**SUPPLIED MATERIAL**
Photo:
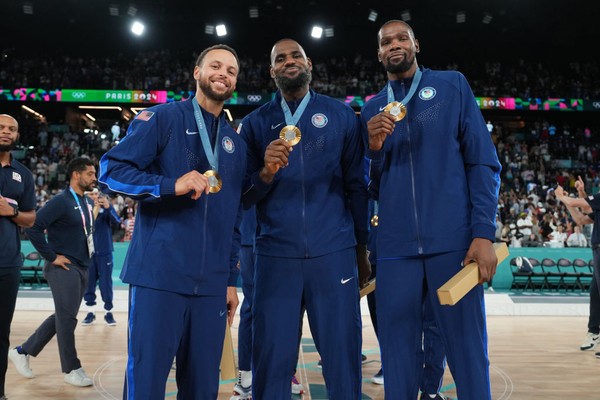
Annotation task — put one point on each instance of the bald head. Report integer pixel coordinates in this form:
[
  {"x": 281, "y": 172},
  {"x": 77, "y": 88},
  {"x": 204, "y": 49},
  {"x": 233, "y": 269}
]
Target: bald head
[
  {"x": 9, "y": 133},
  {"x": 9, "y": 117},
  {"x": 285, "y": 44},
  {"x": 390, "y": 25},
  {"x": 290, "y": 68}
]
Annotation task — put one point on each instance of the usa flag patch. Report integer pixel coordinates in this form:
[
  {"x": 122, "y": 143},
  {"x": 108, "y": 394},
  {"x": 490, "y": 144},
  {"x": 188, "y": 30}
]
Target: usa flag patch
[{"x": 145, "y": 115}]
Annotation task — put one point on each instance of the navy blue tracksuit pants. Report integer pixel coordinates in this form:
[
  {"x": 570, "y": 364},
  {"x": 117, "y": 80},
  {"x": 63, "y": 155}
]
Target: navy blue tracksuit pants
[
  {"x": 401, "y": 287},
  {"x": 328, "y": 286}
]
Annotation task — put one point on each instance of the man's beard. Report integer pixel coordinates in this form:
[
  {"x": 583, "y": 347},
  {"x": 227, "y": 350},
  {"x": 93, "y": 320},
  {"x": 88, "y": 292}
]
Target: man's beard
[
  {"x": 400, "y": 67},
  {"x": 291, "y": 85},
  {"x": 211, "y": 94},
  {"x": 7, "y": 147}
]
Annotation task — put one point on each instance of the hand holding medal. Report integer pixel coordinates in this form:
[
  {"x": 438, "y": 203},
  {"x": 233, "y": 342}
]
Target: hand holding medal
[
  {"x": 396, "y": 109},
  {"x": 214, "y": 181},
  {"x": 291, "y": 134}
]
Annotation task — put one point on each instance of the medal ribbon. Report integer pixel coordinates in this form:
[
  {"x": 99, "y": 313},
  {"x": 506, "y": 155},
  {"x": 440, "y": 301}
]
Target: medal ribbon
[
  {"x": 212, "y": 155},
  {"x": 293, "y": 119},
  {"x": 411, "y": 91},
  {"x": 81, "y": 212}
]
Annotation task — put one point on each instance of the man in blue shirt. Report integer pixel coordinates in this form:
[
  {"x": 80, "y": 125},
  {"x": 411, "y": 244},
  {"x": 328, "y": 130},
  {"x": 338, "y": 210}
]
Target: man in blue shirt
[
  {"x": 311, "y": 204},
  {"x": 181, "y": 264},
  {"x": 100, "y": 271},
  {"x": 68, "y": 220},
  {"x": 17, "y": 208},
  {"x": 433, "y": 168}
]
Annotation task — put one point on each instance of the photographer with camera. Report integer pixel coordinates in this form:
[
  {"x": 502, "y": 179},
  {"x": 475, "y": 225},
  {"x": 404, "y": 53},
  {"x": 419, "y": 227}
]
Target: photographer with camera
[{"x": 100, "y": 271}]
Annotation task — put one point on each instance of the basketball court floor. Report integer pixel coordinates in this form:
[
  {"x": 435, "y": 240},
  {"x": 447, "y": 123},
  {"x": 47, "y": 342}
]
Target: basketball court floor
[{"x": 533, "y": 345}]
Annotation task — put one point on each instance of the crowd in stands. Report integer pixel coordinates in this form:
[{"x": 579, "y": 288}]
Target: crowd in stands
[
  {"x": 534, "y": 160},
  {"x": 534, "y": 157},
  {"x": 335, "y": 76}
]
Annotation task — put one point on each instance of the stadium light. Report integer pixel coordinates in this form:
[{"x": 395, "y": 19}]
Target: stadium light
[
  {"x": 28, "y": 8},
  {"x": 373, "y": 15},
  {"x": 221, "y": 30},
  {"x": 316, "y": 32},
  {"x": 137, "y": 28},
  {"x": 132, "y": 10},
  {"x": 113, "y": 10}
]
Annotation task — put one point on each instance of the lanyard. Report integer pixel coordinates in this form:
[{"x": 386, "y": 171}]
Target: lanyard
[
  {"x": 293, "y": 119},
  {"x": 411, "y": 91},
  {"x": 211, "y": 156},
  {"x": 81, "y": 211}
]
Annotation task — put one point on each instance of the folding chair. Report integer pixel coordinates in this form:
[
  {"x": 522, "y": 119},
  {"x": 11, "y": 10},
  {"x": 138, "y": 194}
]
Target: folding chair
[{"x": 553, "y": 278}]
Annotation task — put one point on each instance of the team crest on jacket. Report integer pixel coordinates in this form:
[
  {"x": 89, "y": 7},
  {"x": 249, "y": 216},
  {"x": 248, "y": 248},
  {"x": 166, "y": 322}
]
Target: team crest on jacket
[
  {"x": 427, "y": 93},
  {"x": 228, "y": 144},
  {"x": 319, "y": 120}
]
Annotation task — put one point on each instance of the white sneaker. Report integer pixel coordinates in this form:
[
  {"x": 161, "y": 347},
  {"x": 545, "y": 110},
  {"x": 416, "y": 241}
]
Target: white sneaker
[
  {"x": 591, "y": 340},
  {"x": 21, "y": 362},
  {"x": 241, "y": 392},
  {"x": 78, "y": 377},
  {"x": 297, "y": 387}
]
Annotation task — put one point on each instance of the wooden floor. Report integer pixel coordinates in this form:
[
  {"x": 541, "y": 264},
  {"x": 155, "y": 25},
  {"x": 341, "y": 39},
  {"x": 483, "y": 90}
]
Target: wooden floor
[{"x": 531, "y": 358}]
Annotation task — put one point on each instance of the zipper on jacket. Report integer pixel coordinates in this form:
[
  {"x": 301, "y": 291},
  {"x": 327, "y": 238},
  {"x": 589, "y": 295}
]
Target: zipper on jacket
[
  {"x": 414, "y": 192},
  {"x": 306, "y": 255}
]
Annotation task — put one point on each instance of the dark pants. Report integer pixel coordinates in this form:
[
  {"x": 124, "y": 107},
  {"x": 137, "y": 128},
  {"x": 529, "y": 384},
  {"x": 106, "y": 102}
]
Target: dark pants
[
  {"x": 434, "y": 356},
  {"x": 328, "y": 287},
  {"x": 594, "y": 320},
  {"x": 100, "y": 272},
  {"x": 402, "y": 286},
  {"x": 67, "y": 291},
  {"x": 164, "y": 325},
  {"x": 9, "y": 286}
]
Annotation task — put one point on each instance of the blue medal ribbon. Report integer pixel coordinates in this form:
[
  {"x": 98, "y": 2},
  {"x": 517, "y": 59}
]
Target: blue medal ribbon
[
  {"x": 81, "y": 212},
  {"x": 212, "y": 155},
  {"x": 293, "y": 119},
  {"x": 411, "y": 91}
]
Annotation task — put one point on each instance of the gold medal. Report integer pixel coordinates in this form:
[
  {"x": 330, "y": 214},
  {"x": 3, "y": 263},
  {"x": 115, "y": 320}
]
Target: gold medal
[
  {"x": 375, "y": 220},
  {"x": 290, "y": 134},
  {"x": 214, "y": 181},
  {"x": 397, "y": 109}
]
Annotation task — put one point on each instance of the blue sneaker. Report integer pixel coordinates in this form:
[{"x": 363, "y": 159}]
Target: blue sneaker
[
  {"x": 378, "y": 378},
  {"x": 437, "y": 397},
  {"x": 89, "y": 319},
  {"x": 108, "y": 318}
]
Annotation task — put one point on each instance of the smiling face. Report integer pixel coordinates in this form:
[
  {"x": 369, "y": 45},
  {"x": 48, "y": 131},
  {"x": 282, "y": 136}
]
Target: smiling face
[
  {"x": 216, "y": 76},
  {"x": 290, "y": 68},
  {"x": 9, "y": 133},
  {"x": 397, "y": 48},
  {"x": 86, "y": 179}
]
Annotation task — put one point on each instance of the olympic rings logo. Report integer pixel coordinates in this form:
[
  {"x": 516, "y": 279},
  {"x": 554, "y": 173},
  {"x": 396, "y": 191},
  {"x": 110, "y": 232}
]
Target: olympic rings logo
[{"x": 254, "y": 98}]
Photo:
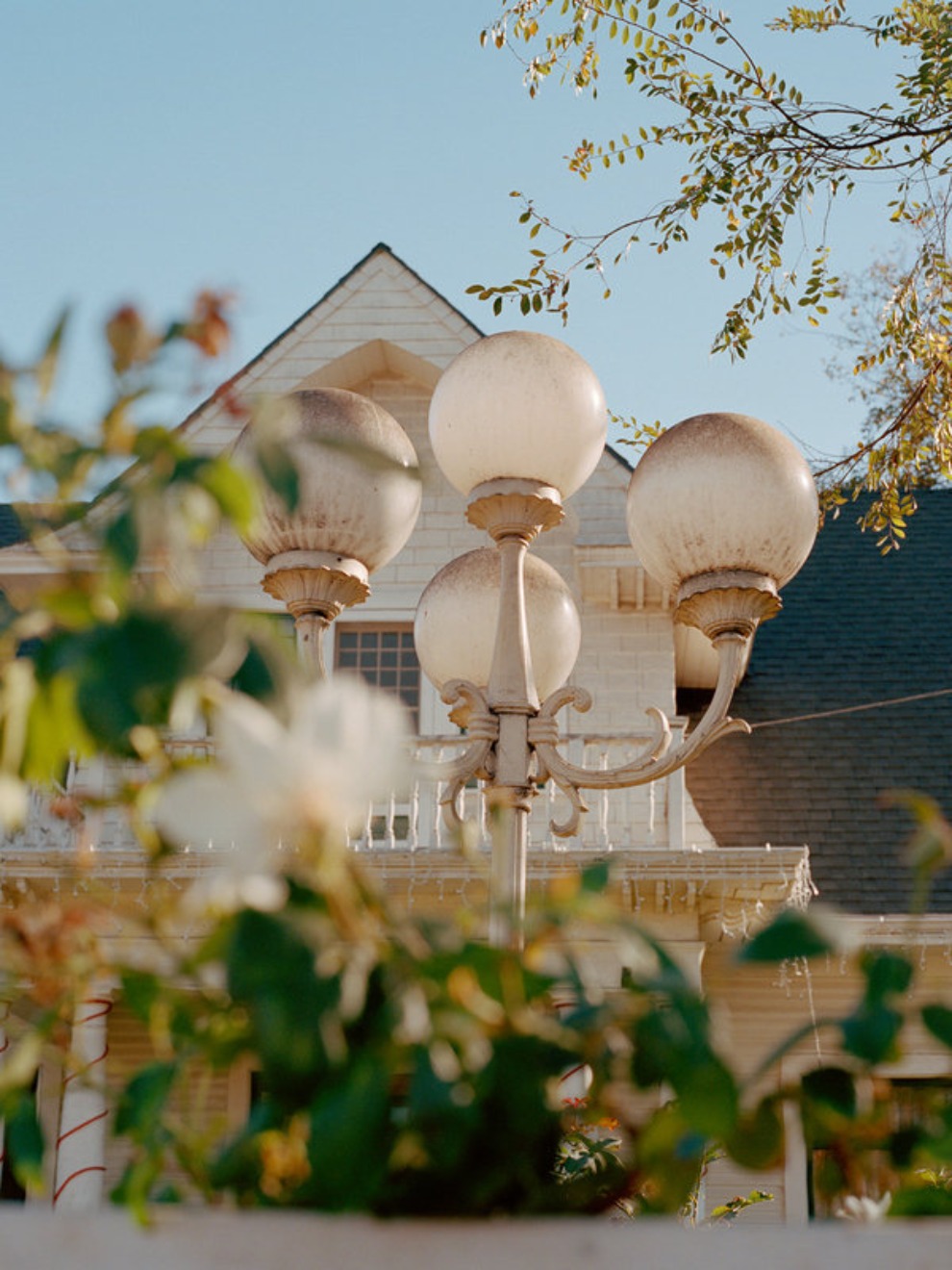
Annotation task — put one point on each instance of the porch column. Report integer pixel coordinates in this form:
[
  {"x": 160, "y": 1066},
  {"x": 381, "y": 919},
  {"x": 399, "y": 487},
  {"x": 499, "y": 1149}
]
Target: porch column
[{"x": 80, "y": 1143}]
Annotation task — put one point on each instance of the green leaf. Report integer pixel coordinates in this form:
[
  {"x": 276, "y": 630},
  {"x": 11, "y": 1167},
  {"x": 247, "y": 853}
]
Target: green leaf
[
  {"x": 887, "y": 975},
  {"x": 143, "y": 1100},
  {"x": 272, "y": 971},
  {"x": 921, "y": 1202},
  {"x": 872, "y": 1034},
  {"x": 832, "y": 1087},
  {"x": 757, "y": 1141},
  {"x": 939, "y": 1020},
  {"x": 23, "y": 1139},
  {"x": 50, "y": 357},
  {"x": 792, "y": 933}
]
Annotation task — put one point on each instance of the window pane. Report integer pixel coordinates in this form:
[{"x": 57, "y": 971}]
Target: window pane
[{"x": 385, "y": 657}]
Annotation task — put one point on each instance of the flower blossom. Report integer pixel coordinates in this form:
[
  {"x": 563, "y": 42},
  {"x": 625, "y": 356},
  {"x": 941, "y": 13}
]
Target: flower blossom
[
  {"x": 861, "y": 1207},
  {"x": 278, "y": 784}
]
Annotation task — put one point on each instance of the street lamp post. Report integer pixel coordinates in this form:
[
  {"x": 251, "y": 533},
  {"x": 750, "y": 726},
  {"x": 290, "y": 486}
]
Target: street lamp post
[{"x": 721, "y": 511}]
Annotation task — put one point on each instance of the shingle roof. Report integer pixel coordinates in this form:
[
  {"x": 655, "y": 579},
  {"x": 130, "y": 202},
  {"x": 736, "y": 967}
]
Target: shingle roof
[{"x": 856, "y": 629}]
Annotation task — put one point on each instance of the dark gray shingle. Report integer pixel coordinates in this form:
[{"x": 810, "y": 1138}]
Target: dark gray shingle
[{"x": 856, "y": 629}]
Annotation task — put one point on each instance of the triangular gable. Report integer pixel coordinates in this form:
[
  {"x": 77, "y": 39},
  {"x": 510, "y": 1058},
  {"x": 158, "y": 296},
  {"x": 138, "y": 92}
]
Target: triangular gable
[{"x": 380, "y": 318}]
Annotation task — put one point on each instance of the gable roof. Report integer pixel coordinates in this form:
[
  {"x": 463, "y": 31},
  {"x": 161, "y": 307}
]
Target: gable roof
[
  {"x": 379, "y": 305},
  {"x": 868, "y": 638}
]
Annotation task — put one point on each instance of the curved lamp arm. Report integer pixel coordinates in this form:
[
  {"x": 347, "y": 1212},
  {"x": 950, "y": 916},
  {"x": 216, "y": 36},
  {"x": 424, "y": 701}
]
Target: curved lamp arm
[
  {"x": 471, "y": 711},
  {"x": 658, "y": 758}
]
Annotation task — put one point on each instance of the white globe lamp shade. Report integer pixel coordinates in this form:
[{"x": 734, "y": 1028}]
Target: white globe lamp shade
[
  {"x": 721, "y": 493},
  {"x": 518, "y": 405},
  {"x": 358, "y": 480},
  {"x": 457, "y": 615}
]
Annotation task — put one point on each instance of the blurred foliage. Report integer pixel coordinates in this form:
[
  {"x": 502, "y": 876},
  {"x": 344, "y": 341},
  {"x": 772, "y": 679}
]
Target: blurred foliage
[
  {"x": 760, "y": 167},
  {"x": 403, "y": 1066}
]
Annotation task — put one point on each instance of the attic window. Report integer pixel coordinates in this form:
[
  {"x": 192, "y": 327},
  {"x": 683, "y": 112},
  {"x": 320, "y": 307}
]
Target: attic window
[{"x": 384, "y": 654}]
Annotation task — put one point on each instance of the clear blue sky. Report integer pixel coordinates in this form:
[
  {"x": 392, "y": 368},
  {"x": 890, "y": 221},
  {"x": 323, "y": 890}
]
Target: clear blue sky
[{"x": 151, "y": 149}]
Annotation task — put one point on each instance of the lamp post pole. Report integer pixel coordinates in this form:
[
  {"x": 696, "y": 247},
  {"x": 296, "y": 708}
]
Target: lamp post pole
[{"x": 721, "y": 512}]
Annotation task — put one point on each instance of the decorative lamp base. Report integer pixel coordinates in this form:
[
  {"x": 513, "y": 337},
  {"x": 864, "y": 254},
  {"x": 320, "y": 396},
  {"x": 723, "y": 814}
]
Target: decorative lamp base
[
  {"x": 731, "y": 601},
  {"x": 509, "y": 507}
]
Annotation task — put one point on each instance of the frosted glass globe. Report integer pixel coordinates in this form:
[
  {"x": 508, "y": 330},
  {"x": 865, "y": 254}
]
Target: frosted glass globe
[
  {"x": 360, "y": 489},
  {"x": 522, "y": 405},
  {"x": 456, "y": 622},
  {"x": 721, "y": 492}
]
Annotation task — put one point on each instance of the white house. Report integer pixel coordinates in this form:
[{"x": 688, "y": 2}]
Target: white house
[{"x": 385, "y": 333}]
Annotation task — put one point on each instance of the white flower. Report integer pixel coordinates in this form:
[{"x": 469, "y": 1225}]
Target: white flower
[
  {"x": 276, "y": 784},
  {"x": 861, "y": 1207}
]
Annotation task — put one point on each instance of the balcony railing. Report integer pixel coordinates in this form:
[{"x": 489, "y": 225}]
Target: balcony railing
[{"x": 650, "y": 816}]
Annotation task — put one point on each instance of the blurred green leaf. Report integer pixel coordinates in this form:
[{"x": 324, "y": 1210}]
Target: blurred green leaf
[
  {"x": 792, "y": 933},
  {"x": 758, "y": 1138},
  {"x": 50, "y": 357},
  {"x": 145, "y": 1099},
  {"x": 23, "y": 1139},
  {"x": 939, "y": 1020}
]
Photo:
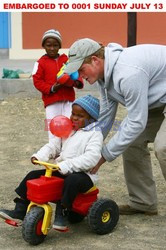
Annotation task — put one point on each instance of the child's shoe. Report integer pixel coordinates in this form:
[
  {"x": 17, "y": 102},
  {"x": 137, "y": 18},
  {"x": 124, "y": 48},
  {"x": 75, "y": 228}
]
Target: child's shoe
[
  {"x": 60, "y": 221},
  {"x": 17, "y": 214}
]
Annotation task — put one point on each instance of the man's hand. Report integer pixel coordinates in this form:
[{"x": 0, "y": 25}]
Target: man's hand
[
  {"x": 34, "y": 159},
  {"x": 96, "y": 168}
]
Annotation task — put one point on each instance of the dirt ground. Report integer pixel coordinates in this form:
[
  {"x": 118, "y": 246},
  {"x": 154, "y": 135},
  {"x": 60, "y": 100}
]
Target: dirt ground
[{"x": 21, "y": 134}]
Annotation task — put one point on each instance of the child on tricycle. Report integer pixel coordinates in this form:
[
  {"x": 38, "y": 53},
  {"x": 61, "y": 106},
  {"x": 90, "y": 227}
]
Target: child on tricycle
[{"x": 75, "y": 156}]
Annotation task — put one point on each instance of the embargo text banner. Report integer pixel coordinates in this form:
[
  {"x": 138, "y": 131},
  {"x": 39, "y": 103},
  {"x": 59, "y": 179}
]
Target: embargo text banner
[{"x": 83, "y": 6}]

**EXERCISE PROMPT**
Find "of the child's" in the data above, then repeat that line and all lines after it exactly, ending with the final line.

**OUTPUT FOR THIS TASK**
Annotation task — put one point on each instance of the child's shoe. Report integer pixel coordinates in this form:
[
  {"x": 17, "y": 102},
  {"x": 137, "y": 18},
  {"x": 124, "y": 48},
  {"x": 75, "y": 228}
]
Target: child's shoe
[
  {"x": 60, "y": 221},
  {"x": 17, "y": 214}
]
Annotation task — put one point on each instance of the man's hand. Report integer pixel coordinates in this form:
[{"x": 0, "y": 25}]
Target: man's hand
[
  {"x": 34, "y": 159},
  {"x": 96, "y": 168}
]
Annotation task — put one point on each instance of the dirt ground. Report integer pixel coordinates in this form:
[
  {"x": 118, "y": 246},
  {"x": 154, "y": 135},
  {"x": 60, "y": 100}
]
Target: dirt ground
[{"x": 21, "y": 134}]
Annotation task — put one point on each instance of the child on tricycle. Report integer pixel coordinates in this form:
[
  {"x": 38, "y": 53},
  {"x": 61, "y": 106},
  {"x": 90, "y": 227}
]
Target: child on tricycle
[{"x": 75, "y": 156}]
Annotation task — put one point on each instance of the embargo text banner. Report integer pixel coordinates in this form:
[
  {"x": 138, "y": 131},
  {"x": 39, "y": 103},
  {"x": 59, "y": 179}
]
Target: embargo text banner
[{"x": 83, "y": 6}]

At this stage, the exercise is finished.